• Task item:
Without changing anything, copy out each entry.

..............................

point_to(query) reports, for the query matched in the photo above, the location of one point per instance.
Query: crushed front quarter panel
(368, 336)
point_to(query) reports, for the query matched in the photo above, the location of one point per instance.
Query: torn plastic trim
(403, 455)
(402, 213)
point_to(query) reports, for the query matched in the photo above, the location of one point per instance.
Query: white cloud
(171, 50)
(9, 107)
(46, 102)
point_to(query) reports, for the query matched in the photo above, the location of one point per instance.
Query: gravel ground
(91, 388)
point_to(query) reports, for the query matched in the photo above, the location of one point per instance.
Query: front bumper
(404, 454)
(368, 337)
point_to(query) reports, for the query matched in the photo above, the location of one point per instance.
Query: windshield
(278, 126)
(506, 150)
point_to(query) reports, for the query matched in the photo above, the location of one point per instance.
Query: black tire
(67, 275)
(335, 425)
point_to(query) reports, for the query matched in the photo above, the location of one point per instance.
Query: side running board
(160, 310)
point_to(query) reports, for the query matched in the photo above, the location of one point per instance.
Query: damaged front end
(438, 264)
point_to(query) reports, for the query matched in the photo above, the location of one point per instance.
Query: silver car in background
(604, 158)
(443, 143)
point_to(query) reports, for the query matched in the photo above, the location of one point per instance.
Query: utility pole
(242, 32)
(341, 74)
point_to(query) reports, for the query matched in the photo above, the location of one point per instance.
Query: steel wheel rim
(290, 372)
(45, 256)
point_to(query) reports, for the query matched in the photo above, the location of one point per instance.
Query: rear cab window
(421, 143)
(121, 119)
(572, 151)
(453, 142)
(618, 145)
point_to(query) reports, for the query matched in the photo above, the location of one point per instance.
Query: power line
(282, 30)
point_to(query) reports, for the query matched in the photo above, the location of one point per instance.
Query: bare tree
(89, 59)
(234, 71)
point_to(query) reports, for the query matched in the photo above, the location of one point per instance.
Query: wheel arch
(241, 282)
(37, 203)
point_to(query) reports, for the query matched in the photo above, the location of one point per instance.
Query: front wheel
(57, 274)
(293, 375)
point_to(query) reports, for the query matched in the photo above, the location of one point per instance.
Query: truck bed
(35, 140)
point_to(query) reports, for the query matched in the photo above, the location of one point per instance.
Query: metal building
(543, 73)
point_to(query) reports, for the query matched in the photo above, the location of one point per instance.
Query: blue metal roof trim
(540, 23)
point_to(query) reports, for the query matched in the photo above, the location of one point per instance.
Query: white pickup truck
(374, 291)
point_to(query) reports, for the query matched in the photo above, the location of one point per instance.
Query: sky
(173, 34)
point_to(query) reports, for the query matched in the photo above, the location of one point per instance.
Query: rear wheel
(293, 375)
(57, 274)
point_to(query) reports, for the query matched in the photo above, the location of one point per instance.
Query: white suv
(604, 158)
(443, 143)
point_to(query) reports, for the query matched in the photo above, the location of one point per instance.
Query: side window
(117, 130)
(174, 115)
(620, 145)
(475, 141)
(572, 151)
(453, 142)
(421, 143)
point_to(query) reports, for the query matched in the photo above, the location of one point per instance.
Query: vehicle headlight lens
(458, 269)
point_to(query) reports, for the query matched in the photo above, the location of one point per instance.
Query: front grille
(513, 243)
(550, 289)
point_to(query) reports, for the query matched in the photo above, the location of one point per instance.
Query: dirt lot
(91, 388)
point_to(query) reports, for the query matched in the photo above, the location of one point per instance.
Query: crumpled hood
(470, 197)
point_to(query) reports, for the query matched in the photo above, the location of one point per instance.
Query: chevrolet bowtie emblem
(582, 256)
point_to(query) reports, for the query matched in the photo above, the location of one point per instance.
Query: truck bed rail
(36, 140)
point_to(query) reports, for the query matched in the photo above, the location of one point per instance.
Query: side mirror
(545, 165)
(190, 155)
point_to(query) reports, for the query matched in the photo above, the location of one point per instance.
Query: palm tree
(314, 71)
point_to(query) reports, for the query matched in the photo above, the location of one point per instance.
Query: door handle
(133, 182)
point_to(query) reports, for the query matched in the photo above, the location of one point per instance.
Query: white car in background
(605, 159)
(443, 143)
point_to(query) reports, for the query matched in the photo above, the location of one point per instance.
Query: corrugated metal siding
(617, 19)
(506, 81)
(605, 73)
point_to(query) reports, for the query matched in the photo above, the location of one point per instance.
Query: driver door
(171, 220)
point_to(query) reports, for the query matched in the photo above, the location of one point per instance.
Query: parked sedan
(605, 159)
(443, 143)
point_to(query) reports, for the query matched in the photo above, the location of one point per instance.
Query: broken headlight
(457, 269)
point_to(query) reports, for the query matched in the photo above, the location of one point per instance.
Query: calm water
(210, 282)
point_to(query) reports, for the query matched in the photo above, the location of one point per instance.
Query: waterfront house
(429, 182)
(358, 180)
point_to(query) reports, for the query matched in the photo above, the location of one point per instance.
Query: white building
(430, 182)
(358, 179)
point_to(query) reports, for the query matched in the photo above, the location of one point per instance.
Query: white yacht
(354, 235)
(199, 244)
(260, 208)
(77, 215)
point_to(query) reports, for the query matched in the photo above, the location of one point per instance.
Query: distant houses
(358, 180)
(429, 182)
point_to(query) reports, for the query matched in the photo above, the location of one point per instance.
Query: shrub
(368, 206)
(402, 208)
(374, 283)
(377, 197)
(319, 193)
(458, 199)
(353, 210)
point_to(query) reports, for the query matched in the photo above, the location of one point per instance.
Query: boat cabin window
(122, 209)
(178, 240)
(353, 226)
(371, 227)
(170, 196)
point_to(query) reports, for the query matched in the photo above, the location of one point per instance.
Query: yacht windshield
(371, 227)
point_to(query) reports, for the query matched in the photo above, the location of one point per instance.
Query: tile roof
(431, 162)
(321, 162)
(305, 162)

..............................

• Problem solution:
point_to(query) reports, for the query matched in the photo above, the location of one point per instance.
Query: crushed front quarter panel
(368, 336)
point_to(query) reports, for the query matched in the photo above, the location of one point per instance.
Query: torn plastic trim
(403, 455)
(402, 213)
point_to(query) reports, for the query matched in the photo above, the location of one point per instance.
Query: white cloud
(171, 50)
(9, 107)
(46, 102)
point_to(query) reports, for the query matched in the photo above, the location of one point per instance.
Query: gravel ground
(91, 388)
point_to(query) reports, for the query matched in the photo above, the location of one point per instance.
Query: front bumper
(404, 454)
(368, 337)
point_to(query) reports, for the query matched in the photo above, the location of one point per instance.
Query: windshield
(278, 126)
(506, 150)
point_to(query) reports, for the query matched in the photo above, the location of one point per instance.
Query: black tire
(67, 275)
(335, 425)
point_to(query) reports, for the query matched in the photo above, the location of one point per instance.
Query: side running board
(160, 310)
point_to(query) reports, for the query matched in the photo above, the location of one point per instance.
Query: damaged front end
(438, 264)
point_to(query) reports, for the query matched in the photo above, the location of one point per instance.
Query: silver car in background
(604, 158)
(443, 143)
point_to(query) reports, for the query matched in the photo above, the location of one point per instance.
Query: utility pole
(242, 32)
(341, 74)
point_to(query) reports, for the query matched in the photo above, the location of one point per instance.
Query: steel wheel rim
(290, 372)
(45, 256)
point_to(query) reports, for the query matched in the photo above, the location of one point per instance.
Query: rear cab window
(421, 143)
(121, 119)
(572, 151)
(453, 142)
(618, 145)
point_to(query) reports, for the query matched in the photo above, the location of one point per instance.
Query: power line
(282, 30)
point_to(query) reports, for the query matched in the photo above, the location of one point per instance.
Query: bare tree
(89, 59)
(234, 71)
point_to(query) reports, for the query matched in the photo above, the location of one point per instance.
Query: wheel arch
(241, 282)
(37, 203)
point_to(query) reports, for the query matched in the photo above, the location of one point per instance.
Query: front wheel
(57, 274)
(293, 375)
point_to(query) reports, for the query matched in the photo above, the location of one point per instance.
Query: truck bed
(35, 140)
point_to(query) reports, for the query matched in the photo above, the location of one point per instance.
Query: metal building
(543, 73)
point_to(query) reports, for the query matched in the photo above, the location of one point per instance.
Query: blue metal roof trim
(540, 23)
point_to(query) reports, for the query matched in the photo above, the location of one point per instance.
Query: white pickup truck
(374, 291)
point_to(query) reports, for the query matched in the photo above, the location of one point per instance.
Query: sky
(173, 34)
point_to(query) reports, for the query matched in the photo above, the location of one point per instance.
Query: rear wheel
(293, 375)
(57, 274)
point_to(query) reports, for the query matched in the photo above, the location of one point per instance.
Query: white suv
(604, 158)
(443, 143)
point_to(query) reports, for the query matched in the photo above, the location of one point per instance.
Query: side window
(117, 130)
(174, 115)
(620, 145)
(475, 141)
(572, 151)
(453, 142)
(421, 143)
point_to(query) reports, for the query matched in the photo above, the location of one point per instance.
Query: vehicle headlight lens
(458, 269)
point_to(query) reports, for the query matched in the photo above, the location of one point per instance.
Query: front grille
(513, 243)
(550, 289)
point_to(query) reports, for the query matched in the photo above, the location of one point per instance.
Query: dirt lot
(91, 388)
point_to(query) reports, for the query matched in the photo above, the location of one point per instance.
Query: crumpled hood
(470, 197)
point_to(query) reports, for the query matched in the photo above, the location of one point per instance.
Query: chevrolet bowtie emblem
(582, 256)
point_to(query) reports, for the query matched in the photo above, the location of one point per instance.
Query: truck bed rail
(36, 140)
point_to(query) reports, for the query matched in the photo above, the location of one point per instance.
Query: side mirror
(545, 165)
(190, 155)
point_to(query) reports, for the query matched in the photo above, the location of one point per instance.
Query: palm tree
(314, 71)
point_to(query) reports, for the query matched in the photo above, the location of one point per instance.
Query: door handle
(133, 182)
point_to(query) reports, for the query matched in the photo above, the location of one point per instance.
Query: white car in background
(605, 159)
(443, 143)
point_to(query) reports, for the query matched in the photo above, the location of one point per instance.
Query: corrugated metal siding
(617, 19)
(506, 81)
(605, 73)
point_to(query) reports, for the query matched in the photo above, the location of one point per instance.
Query: driver door
(171, 220)
point_to(query) reports, for the query matched in the photo above, the location of one point per instance.
Query: parked sedan
(605, 159)
(443, 143)
point_to(query) reports, for the query matched in the photo above, the location of one point per instance.
Query: broken headlight
(457, 269)
point_to(query) reports, for the query matched in the photo above, the location of one point per instance.
Query: calm water
(210, 282)
point_to(query) reports, for the query matched in the photo above, the location of one point per instance.
Query: waterfront house
(429, 182)
(358, 180)
point_to(query) reports, for the query matched in the photo above, the location of one point per instance.
Query: white building
(430, 182)
(358, 179)
point_to(query) reports, for the query matched in the photo above, the location of one point per instance.
Query: white yacht
(354, 235)
(199, 244)
(260, 208)
(77, 215)
point_to(query) reports, for the query matched in the photo above, the location of one point per instance.
Query: distant houses
(358, 180)
(429, 182)
point_to(query) reports, for the query matched in the photo above, the location of one point per instance.
Query: shrub
(368, 206)
(402, 208)
(374, 283)
(377, 197)
(319, 193)
(458, 199)
(353, 210)
point_to(query) reports, for the query matched in the photo above, the location of one point per instance.
Query: boat cabin window
(122, 209)
(178, 240)
(353, 226)
(371, 227)
(170, 196)
point_to(query) reports, for the query matched in the photo above, the location of one point per instance.
Query: yacht windshield
(371, 227)
point_to(query) reports, for the query matched in the photo above, the location of one point per instance.
Query: tile roof
(431, 162)
(321, 162)
(305, 162)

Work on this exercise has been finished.